■ Consigne 1: Recopiez fidèlement les lignes des enregistrements, de celle qui contient « Spot the driftwood stick in this photo. » jusqu'à la fin des enregistrements, les deux bornes comprises.

■ Extrait source:
Lorsque je me suis naïvement lancée dans l’entreprise, j’étais loin de me douter dans quoi je m’embarquais. La réalité a eu vite fait de me rattraper. Ce fut en fait toute une aventure, puisque l’exemplaire d’origine comportait quatre volumes, en caractères d’imprimerie anciens émaillés de coquilles et d’erreurs typographiques. Au terme de ce « petit labeur », pour reprendre les mots de Sagard, qui m’a menée sur les traces des Récollets aux archives romaines de la Propaganda Fide, à celles du Vatican et des frères mineurs à Rome, puis à Metz et à Saint-Denis ainsi que dans plusieurs bibliothèques européennes et nord-américaines, je suis parvenue à boucler le manuscrit de l’édition critique, qui faisait plus de mille pages à simple interligne, bref de quoi effrayer n’importe quel éditeur, même le mieux disposé !

[Entrées tirées d'une collection]

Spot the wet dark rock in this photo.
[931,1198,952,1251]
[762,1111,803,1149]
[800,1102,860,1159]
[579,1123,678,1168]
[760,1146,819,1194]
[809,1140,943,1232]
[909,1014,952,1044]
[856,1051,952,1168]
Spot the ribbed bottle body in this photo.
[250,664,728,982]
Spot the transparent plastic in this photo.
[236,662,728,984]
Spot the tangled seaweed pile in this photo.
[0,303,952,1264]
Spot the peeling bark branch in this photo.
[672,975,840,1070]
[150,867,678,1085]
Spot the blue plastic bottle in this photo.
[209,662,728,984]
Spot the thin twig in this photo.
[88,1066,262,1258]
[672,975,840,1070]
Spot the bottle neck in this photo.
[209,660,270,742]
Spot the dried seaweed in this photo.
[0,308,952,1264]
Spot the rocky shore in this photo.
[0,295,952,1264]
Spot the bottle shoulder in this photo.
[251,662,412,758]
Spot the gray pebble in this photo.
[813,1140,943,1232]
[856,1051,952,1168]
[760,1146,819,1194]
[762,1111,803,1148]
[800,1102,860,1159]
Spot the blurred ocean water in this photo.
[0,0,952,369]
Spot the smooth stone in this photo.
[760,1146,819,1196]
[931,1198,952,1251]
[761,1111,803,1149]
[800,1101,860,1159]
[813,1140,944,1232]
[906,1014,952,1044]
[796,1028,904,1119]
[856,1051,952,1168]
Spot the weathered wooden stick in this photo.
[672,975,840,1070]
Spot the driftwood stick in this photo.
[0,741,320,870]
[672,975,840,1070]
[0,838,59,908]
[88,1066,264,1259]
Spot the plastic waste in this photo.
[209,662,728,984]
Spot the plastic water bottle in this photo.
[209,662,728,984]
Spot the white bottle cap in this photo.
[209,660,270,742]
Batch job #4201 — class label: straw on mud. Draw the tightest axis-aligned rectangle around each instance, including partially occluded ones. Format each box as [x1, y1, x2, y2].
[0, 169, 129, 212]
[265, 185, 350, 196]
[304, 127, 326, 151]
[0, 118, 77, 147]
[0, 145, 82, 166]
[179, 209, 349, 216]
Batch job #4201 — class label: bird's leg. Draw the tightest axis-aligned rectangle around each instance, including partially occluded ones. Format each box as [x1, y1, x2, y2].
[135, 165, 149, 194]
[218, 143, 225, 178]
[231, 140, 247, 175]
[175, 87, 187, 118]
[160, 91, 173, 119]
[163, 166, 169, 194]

■ Consigne 2: Relevez toutes les archives nommées dans l'extrait sur l'édition critique.

■ Réponse rédigée 1:
Spot the driftwood stick in this photo.
[0,741,320,870]
[672,975,840,1070]
[0,838,59,908]
[88,1066,264,1259]
Spot the plastic waste in this photo.
[209,662,728,984]
Spot the plastic water bottle in this photo.
[209,662,728,984]
Spot the white bottle cap in this photo.
[209,660,270,742]
Batch job #4201 — class label: straw on mud. Draw the tightest axis-aligned rectangle around each instance, including partially occluded ones. Format each box as [x1, y1, x2, y2].
[0, 169, 129, 212]
[265, 185, 350, 196]
[304, 127, 326, 151]
[0, 118, 77, 147]
[0, 145, 82, 166]
[179, 209, 349, 216]
Batch job #4201 — class label: bird's leg. Draw the tightest axis-aligned rectangle around each instance, including partially occluded ones. Format each box as [x1, y1, x2, y2].
[135, 165, 149, 194]
[218, 143, 225, 178]
[231, 140, 247, 175]
[175, 87, 187, 118]
[160, 91, 173, 119]
[163, 166, 169, 194]

■ Réponse rédigée 2:
- Les archives romaines de la Propaganda Fide
- Les archives du Vatican
- Les archives des frères mineurs à Rome